Assignment: Print the data in full, exactly as it reads.
[[ Exercise input open ]]
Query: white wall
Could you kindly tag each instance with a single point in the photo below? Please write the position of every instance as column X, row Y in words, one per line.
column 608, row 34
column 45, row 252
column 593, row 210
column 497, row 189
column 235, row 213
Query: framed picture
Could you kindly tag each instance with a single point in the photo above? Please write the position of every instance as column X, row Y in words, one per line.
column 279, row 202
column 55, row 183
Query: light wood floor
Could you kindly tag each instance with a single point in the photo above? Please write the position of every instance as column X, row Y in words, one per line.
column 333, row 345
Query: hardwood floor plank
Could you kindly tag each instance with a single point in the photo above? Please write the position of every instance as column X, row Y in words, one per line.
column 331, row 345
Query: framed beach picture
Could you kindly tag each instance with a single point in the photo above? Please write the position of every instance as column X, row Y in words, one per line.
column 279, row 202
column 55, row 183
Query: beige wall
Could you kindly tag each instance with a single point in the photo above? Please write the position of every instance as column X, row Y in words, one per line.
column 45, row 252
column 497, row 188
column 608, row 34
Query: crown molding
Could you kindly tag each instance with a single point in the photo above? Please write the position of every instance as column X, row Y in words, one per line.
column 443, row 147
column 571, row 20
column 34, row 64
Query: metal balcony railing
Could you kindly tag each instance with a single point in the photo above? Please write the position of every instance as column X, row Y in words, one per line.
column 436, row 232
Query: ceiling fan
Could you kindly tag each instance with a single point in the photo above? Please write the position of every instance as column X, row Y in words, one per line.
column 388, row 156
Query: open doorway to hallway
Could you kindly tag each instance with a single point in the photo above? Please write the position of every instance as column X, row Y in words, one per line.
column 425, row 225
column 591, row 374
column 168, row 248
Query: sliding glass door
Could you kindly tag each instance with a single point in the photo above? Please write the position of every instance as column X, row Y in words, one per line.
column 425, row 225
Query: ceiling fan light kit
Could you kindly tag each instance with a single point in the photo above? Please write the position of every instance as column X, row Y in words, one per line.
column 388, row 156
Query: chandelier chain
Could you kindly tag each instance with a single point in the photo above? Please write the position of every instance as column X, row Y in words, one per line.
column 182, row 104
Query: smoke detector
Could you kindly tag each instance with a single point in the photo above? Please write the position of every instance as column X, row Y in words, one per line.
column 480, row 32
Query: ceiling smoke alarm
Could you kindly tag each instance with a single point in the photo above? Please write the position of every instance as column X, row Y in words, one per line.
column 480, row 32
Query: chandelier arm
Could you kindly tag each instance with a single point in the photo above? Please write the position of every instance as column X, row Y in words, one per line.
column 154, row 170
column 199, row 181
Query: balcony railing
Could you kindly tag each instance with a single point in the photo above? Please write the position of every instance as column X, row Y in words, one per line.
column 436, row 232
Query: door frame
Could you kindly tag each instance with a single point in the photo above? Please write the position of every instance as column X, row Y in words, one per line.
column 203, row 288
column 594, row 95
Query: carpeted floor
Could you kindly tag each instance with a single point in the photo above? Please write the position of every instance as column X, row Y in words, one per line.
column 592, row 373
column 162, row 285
[[ Exercise input closed ]]
Reply:
Query: white wall
Could you kindly tag each instance with a single point in the photo below? Please write the position of every instance as column X, row Y in words, one per line.
column 608, row 34
column 45, row 252
column 593, row 210
column 497, row 189
column 235, row 213
Query: framed picture
Could you kindly tag each instance with a single point in the photo above? Please write the position of every instance as column X, row Y in words, one per line.
column 279, row 202
column 55, row 183
Query: light wood floor
Could you kindly tag each instance with a single point in the photo above? Please write the position of every instance as column X, row Y in words, one per line.
column 333, row 345
Query: hardwood floor plank
Could you kindly tag each instance with a single point in the photo above? Please write the position of every instance as column X, row Y in words, one per line.
column 331, row 345
Query: framed beach picture
Could you kindly tag each instance with a single point in the photo above? Please write the position of every instance as column X, row Y in words, one per line.
column 279, row 202
column 55, row 183
Query: beige wall
Could you kindly tag each instance with a single point in the photo above? Please write the position of every instance as column X, row Y in words, one per line.
column 45, row 252
column 497, row 188
column 608, row 34
Query: crown molding
Could you kindly tag each instance with a single point in the photo above? Please write the position of every instance as column X, row Y in words, one per line.
column 443, row 147
column 571, row 20
column 34, row 64
Query: metal balcony railing
Could you kindly tag each instance with a single point in the photo above? Please write the position of every instance as column X, row Y in words, one per line.
column 436, row 232
Query: ceiling fan
Could you kindly tag each instance with a single point in the photo above? Please write the position of every instance as column X, row Y in words, one per line.
column 388, row 156
Query: open doorway to hallway
Could you kindly tag each instance with a single point in the photo above? Please write the position of every instance as column X, row Y in words, one per line.
column 425, row 225
column 591, row 374
column 168, row 248
Query: sliding glass door
Could you kindly tag each instance with a single point in the photo above? Please write the position of every instance as column X, row Y in words, one per line.
column 425, row 225
Query: ceiling fan light kit
Could you kindly tag each instance with a single point in the photo above? Please write the position of every instance as column X, row Y in words, one per line.
column 388, row 156
Query: chandelier chain
Could you kindly tag each instance with a single point in the photo above? Please write the position of every instance as column X, row Y in words, one per line.
column 182, row 104
Query: smoke detector
Could you kindly tag each instance with a single point in the photo above? Please write the position of every instance as column X, row Y in words, one per line.
column 480, row 32
Query: ceiling smoke alarm
Could you kindly tag each instance with a single point in the photo above? Please write the position of every instance as column X, row Y in words, one per line.
column 480, row 32
Query: chandelier arm
Could you kindly tag each instance with a single point in the photo above? Please write the position of every instance as column X, row Y in words, one per line.
column 154, row 170
column 199, row 181
Query: balcony railing
Could you kindly tag each instance with a single point in the photo above? Please write the position of every instance as column X, row Y in words, one per line.
column 436, row 232
Query: door frame
Could you kindly tag each instance with a single point in the photo above? Please write the position of every instance as column X, row Y in words, one per line.
column 203, row 288
column 594, row 95
Query: carpeted floor
Could you kindly tag each instance with a single point in the photo above? Please write the position of every instance as column X, row Y in words, one per line.
column 592, row 373
column 162, row 285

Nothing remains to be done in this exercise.